A series of studies on atom-light interactions in ultracold anisotropic media were conducted. Methods to trap ultracold neutral atoms in novel traps with widely tunable trap frequencies and anisotropies were investigated. In comparison to conventional magnetic traps, it was found that magnetic traps generated by soft ferromagnets have various advantages such as a large dynamic range of trap confinement, an ability to create homogeneous reciprocal traps and an ability to shield ultracold atoms from deleterious surface induced effects which would otherwise lead to decoherence and loss. Such microfabricated ferromagnetic "atom chips" are promising systems for the integration of atom optic components such as high finesse cavities and single atom counters. This can, in the near future, lead to precise atom sensors for magnetometry and inertial sensing. the wide tunability of the trap parameters made such integrated atom traps and ideal system for studies of lower dimensional systems and mesoscopic physics in the ultracold regime. Ultracold anisotropic media were shown to possess many novel and attractive properties. Due to the suppression of radiation trapping in these systems, laser cooling was shown to be highly efficient leading to a dramatic increase in the phase space density of an optically cooled atomic ensemble. Subsequent confinement of the resulting ensemble in a magnetic trap and further increase of the phase space density by evaporative cooling should lead to large numbers of atoms in a Bose condensate. It is also an intriguing prospect to combine extreme trap anisotropy with sub-recoil cooling schemes to approach Bose condensation through all-optical cooling. Recoil induced resonances in these anisotropic media were shown to exhibit single pass optical amplifications on the order of 100, more than two orders of magnitude higher than observed previously. The strong dispersion associated with this resonance was used to create an ultracold optical fiber, thus overcoming the diffraction limit for atom-light interactions. With such radial confinement, strong dispersion was combined with arbitrarily large optical depths thereby rendering this system a unique medium for nonlinear optics in the single photon domain. This system was shown to exhibit pronounced nonlinear and collective effects due to the strong coupling between atoms and light.

■ ■ ■ ■ ■ ■ ■

→ Stated problem 1
Condense the paragraph of the ultracold-media excerpt that begins "A series of studies" into a short bulleted list that keeps its main findings.

■ ■ ■ ■ ■ ■ ■

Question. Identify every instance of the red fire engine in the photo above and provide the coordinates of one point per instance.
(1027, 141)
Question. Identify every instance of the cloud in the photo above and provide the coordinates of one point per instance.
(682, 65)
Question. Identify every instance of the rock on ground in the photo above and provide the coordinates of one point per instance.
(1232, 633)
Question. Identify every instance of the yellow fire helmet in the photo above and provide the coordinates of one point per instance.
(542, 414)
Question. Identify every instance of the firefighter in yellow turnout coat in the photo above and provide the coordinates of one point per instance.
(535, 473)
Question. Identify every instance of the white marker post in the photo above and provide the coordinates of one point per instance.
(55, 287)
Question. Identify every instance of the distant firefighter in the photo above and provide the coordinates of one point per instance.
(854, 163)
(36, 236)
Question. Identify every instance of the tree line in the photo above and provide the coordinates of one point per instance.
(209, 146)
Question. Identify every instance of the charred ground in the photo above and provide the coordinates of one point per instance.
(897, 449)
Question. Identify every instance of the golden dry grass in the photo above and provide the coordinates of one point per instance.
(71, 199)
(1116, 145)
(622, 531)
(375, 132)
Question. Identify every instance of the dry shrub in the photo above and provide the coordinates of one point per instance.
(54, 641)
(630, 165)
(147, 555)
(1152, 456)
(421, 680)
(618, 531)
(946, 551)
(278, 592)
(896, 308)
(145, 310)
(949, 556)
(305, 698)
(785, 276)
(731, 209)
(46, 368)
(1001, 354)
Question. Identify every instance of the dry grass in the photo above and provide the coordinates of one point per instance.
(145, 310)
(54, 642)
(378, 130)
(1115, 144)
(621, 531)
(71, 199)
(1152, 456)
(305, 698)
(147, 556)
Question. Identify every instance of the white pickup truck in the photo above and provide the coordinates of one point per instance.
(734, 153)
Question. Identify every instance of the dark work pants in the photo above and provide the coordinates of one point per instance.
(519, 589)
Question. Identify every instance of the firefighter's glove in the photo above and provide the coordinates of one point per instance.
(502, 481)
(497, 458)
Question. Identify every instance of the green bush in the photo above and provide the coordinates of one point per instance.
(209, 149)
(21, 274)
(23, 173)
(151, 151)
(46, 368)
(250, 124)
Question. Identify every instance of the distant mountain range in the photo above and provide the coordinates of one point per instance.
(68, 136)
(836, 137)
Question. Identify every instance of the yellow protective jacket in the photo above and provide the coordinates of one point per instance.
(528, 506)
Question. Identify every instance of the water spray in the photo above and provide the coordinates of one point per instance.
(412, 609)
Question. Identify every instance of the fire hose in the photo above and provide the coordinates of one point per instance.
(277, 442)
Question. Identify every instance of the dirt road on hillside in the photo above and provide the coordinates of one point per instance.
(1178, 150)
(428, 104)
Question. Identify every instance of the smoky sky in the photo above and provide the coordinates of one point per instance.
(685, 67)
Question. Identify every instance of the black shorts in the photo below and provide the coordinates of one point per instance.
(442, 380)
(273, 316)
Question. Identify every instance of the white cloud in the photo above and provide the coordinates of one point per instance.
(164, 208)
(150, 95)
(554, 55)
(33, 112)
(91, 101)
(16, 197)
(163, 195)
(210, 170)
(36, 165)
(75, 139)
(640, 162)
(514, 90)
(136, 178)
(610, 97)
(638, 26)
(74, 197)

■ ■ ■ ■ ■ ■ ■

→ Stated problem 2
Gather and copy every line of the entries above that contains the word "ground". Case counts.

→ Written reply 1
- The studies examined atom-light interactions in ultracold anisotropic media and methods to trap ultracold neutral atoms in novel traps with widely tunable frequencies and anisotropies.
- Compared with conventional magnetic traps, traps made from soft ferromagnets offer a large dynamic range of confinement and can form homogeneous reciprocal traps. They also shield atoms from surface-induced effects that cause decoherence and loss.
- Microfabricated ferromagnetic "atom chips" could integrate high-finesse cavities and single atom counters. This could lead to precise sensors for magnetometry and inertial sensing. Their tunability also suits studies of lower-dimensional systems and mesoscopic physics.
- Suppressed radiation trapping makes laser cooling highly efficient and sharply raises phase space density. Magnetic trapping and evaporative cooling should then yield large Bose condensates. Extreme anisotropy combined with sub-recoil cooling might reach condensation all-optically.
- Recoil induced resonances gave single-pass optical amplification of about 100, more than two orders of magnitude above earlier observations.
- The strong dispersion of this resonance created an ultracold optical fiber that overcomes the diffraction limit. Combined with arbitrarily large optical depths, this yields a unique medium for nonlinear optics with single photons. Strong atom-light coupling produces pronounced nonlinear and collective effects.

→ Written reply 2
Question. Identify every instance of the rock on ground in the photo above and provide the coordinates of one point per instance.
Question. Identify every instance of the charred ground in the photo above and provide the coordinates of one point per instance.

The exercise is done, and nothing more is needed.